### WHAT TO WORK ON
Could you output every one of the items below word for word, keeping each line and its order unchanged?

### RECORDS SUPPLIED

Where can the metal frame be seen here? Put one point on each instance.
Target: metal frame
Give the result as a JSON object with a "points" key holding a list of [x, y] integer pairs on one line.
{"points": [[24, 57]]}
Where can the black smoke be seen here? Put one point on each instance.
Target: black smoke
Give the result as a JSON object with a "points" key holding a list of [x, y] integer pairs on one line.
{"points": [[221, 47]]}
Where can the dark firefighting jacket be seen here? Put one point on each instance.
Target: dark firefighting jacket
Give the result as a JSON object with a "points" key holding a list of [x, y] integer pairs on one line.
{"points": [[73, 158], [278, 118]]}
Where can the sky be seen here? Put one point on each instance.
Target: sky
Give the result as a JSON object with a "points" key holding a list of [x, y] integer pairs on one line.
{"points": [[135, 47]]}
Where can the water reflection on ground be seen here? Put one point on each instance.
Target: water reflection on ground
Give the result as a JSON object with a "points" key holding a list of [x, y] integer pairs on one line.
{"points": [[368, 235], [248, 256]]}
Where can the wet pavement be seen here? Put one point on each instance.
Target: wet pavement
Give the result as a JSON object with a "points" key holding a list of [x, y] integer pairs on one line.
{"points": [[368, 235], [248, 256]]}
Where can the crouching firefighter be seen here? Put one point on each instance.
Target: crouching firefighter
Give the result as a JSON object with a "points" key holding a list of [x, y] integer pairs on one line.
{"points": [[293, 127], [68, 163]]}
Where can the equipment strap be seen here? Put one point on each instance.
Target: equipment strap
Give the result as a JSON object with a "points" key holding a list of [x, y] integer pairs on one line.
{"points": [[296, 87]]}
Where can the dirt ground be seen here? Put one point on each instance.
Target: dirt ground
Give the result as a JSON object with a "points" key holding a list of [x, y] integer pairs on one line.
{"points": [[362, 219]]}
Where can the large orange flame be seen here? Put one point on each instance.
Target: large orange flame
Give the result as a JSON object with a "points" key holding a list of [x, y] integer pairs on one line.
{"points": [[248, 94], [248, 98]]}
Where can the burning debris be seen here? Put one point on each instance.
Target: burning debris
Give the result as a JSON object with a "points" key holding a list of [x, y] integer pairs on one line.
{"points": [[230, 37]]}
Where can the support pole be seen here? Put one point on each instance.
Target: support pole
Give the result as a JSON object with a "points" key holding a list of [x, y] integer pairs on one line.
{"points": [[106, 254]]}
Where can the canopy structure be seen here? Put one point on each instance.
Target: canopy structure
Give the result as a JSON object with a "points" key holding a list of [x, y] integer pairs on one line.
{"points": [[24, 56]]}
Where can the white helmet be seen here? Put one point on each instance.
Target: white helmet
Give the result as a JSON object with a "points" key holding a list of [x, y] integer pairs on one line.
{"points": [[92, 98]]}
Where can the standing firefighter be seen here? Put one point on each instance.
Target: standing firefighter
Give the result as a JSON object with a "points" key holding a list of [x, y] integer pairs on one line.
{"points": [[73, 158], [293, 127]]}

### OUTPUT FOR THIS EXERCISE
Where can the metal frame be seen here? Put one point on each instance.
Target: metal frame
Give the result as a JSON object with a "points" key holding a list of [x, y] integer pairs on one line.
{"points": [[24, 57]]}
Where can the black smoke be seen here? Put one point on each instance.
Target: black smoke
Give the result as a JSON object with a "points" key holding a list of [x, y] integer pairs on one line.
{"points": [[221, 47]]}
Where can the dark firefighting jacket be seen here? Put one point on each instance.
Target: dark firefighting jacket
Give the result as a JSON object with a "points" key holding a list of [x, y] integer pairs on one line.
{"points": [[73, 158], [278, 118]]}
Where can the sky be seen here? Put one point on each instance.
Target: sky
Give the result as a JSON object with a "points" key holding a list of [x, y] integer pairs on one line.
{"points": [[135, 47]]}
Where can the water reflection on ground be seen here? Put one point on each instance.
Target: water reflection on ground
Give the result as a JSON object with a "points" key holding a list of [x, y] integer pairs on one line.
{"points": [[368, 235], [248, 256]]}
Where can the wet pavement be seen here? Put one point on each instance.
Target: wet pavement
Give the result as a JSON object with a "points" key holding a list of [x, y] integer pairs on one line.
{"points": [[368, 235], [248, 256]]}
Where can the crouching firefighter be seen here? Put one point on each instance.
Target: crouching firefighter
Give the result as a JSON object with a "points" key holding a list of [x, y] integer pairs on one line.
{"points": [[293, 127], [68, 163]]}
Where can the equipment strap be seen here? Put one point on each instance.
Target: equipment strap
Give the result as a JSON object with a "points" key holding a list of [x, y] integer pairs on one line.
{"points": [[296, 87]]}
Where can the dirt ground be seen here? Put one point on each instance.
Target: dirt ground
Give the result as a JSON object with a "points" key holding a list of [x, y] integer pairs on one line.
{"points": [[362, 219]]}
Where can the large orange flame be seen here? Put one point on each instance.
Target: large orange flame
Give the result as a JSON object with a "points" key holding a list of [x, y] integer pairs on one line.
{"points": [[248, 94], [248, 98]]}
Where can the burning debris be seen here? Put one point on each instance.
Target: burning debris
Give the result as a JSON object with a "points" key holding a list of [x, y] integer pairs on one line.
{"points": [[230, 37]]}
Where can the support pole be seen here? Put one point on each instance.
Target: support pole
Give the result as a JSON object with a "points" key holding a list of [x, y] integer pairs on one line.
{"points": [[106, 254]]}
Where can the canopy structure be seen here? Put one point on each instance.
Target: canopy structure
Give the result as a JSON object with a "points" key holding a list of [x, y] integer pairs on one line.
{"points": [[24, 56]]}
Where can the white helmet be seen here? Put one point on each instance.
Target: white helmet
Give the result as a JSON object with a "points" key holding a list of [x, y] integer pairs on one line.
{"points": [[92, 98]]}
Where can the standing firefighter be seen here? Put one point on each instance.
Target: standing firefighter
Give the result as a JSON object with a "points" key holding a list of [x, y] integer pairs on one line.
{"points": [[73, 158], [293, 127]]}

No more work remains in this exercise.